Aim of the task → Rewrite all the records below, replacing each occurrence of "trace" with "outline" and leaving everything else unchanged.

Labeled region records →

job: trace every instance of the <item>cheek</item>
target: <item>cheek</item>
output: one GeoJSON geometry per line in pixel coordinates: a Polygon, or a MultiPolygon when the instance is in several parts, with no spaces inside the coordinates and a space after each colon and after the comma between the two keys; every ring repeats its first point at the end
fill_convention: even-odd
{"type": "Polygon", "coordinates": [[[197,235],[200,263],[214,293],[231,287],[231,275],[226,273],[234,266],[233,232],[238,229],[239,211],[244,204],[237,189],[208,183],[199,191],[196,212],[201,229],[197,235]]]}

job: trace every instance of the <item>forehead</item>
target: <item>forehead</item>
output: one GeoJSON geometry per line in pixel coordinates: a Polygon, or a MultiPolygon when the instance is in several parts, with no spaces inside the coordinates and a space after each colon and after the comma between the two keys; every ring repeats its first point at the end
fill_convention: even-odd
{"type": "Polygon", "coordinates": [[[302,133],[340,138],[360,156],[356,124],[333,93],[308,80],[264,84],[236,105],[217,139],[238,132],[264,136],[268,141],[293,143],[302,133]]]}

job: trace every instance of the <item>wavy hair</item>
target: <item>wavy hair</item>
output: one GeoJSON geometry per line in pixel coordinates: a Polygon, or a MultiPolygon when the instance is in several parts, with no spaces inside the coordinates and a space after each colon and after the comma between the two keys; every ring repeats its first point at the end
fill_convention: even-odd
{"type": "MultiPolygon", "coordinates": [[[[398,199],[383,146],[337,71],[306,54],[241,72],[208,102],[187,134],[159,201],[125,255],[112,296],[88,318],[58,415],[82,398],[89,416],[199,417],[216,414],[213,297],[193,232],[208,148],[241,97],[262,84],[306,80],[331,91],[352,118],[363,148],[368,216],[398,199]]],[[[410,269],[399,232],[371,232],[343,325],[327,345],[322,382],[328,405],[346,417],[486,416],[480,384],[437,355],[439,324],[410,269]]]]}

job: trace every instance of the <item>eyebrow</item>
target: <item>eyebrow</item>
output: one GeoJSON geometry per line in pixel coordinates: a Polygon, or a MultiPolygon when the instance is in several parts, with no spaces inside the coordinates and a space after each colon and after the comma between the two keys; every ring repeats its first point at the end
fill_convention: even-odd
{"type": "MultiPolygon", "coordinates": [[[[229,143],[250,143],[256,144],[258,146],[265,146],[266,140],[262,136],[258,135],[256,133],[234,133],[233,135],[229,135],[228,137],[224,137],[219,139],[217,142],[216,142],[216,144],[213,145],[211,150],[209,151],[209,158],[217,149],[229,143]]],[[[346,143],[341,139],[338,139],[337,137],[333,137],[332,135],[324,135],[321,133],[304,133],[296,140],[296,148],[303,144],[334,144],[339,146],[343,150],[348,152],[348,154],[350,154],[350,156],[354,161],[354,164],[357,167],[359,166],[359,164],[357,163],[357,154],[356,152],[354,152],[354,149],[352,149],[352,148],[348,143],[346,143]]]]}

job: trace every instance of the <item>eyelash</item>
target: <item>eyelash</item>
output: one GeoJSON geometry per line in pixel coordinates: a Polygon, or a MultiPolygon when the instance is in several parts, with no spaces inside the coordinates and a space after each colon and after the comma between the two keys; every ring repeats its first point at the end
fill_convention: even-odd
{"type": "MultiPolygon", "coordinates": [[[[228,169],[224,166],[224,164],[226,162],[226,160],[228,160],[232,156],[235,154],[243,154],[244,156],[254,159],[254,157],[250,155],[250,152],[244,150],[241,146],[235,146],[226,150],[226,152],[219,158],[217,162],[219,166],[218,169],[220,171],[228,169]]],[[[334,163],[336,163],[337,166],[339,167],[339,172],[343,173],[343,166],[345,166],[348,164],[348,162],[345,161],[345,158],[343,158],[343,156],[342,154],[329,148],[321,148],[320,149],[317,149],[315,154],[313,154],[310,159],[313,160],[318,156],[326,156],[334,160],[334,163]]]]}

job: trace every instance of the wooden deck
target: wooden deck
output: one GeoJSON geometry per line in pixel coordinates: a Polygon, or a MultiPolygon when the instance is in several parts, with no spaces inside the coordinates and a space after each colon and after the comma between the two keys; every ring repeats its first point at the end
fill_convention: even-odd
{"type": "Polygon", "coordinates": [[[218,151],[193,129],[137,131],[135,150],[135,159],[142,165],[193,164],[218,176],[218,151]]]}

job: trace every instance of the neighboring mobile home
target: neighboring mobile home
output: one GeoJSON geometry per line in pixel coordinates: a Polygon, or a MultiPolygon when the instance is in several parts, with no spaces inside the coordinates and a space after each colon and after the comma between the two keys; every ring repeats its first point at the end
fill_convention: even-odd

Finished exercise →
job: outline every instance of the <item>cheek</item>
target: <item>cheek</item>
output: one GeoJSON geometry per line in pixel coordinates: a Polygon, or a MultiPolygon when the instance is in several parts, with no spaces inside the coordinates and a space after each colon and after the comma between the two keys; every ring repeats its first point at the end
fill_convention: even-odd
{"type": "Polygon", "coordinates": [[[197,235],[200,263],[214,293],[231,287],[231,275],[226,273],[234,266],[233,232],[238,229],[239,211],[244,204],[237,189],[208,183],[199,191],[196,212],[201,229],[197,235]]]}

job: outline every instance of the <item>forehead</item>
target: <item>forehead</item>
output: one GeoJSON geometry per line in pixel coordinates: a Polygon, or a MultiPolygon when the instance is in several parts, with no spaces inside the coordinates and a space after each colon and after the comma between the two keys; every ring repeats its first point at the end
fill_convention: even-odd
{"type": "Polygon", "coordinates": [[[302,133],[340,138],[360,156],[356,124],[333,93],[308,80],[264,84],[236,105],[217,139],[238,132],[264,136],[268,141],[293,143],[302,133]]]}

job: outline every instance of the <item>wavy hair</item>
target: <item>wavy hair</item>
output: one GeoJSON geometry per line in pixel coordinates: a Polygon, or a MultiPolygon when the instance is in several parts, with no spaces inside the coordinates and a space after each colon and after the comma between the two keys; every ring repeats its first point at the end
fill_convention: even-odd
{"type": "MultiPolygon", "coordinates": [[[[398,199],[383,146],[337,71],[306,54],[241,72],[208,102],[187,134],[159,201],[125,255],[112,296],[88,318],[58,415],[82,398],[89,416],[199,417],[216,414],[213,297],[193,232],[208,148],[241,97],[262,84],[306,80],[331,91],[352,118],[363,148],[368,216],[398,199]]],[[[410,269],[399,232],[371,232],[343,325],[327,345],[322,382],[328,405],[346,417],[486,416],[480,384],[437,355],[439,324],[410,269]]]]}

job: outline every instance of the <item>eyebrow</item>
target: <item>eyebrow</item>
output: one GeoJSON geometry per line in pixel coordinates: a Polygon, or a MultiPolygon when the instance is in several parts, with no spaces inside the coordinates and a space after each colon and after the comma between the two keys; every ring repeats its first point at the end
fill_convention: even-odd
{"type": "MultiPolygon", "coordinates": [[[[229,143],[250,143],[256,144],[258,146],[265,146],[266,140],[262,136],[258,135],[256,133],[234,133],[233,135],[229,135],[228,137],[224,137],[219,139],[217,142],[216,142],[216,144],[213,145],[211,150],[209,151],[209,158],[217,149],[229,143]]],[[[346,143],[341,139],[338,139],[337,137],[333,137],[332,135],[324,135],[321,133],[304,133],[296,140],[296,148],[303,144],[334,144],[339,146],[343,150],[348,152],[348,154],[350,154],[350,156],[354,161],[354,164],[357,167],[359,166],[359,164],[357,163],[357,154],[356,152],[354,152],[354,149],[352,149],[352,148],[348,143],[346,143]]]]}

job: outline every instance of the <item>eyelash</item>
target: <item>eyelash</item>
output: one GeoJSON geometry per line in pixel coordinates: a Polygon, or a MultiPolygon when the instance is in several parts, with no spaces inside the coordinates and a space after each colon and after the comma between the two keys; every ring repeats its first point at the end
fill_convention: even-odd
{"type": "MultiPolygon", "coordinates": [[[[228,169],[224,166],[224,164],[226,162],[226,160],[228,160],[232,156],[235,154],[243,154],[244,156],[254,159],[254,157],[250,155],[250,152],[244,150],[241,146],[235,146],[226,150],[226,152],[219,158],[217,162],[219,166],[218,169],[220,171],[228,169]]],[[[334,163],[336,163],[337,166],[339,167],[339,172],[343,173],[343,166],[345,166],[348,164],[348,162],[345,161],[345,158],[343,158],[343,156],[342,154],[329,148],[321,148],[320,149],[317,149],[315,154],[313,154],[310,159],[313,160],[318,156],[326,156],[334,160],[334,163]]]]}

job: outline every instance of the wooden deck
target: wooden deck
output: one GeoJSON geometry per line in pixel coordinates: a Polygon, or a MultiPolygon when the instance is in several parts, with no spaces inside the coordinates and a space after each colon and after the comma between the two keys; every ring repeats its first point at the end
fill_convention: even-odd
{"type": "Polygon", "coordinates": [[[218,151],[193,129],[137,131],[135,150],[135,159],[142,165],[193,164],[218,176],[218,151]]]}

job: outline every instance of the neighboring mobile home
target: neighboring mobile home
output: one GeoJSON geometry per line in pixel coordinates: a Polygon, or a MultiPolygon when the instance is in several parts, with no spaces inside the coordinates and a space after each colon and after the comma between the two keys; every ring repeats its first point at the end
fill_convention: even-odd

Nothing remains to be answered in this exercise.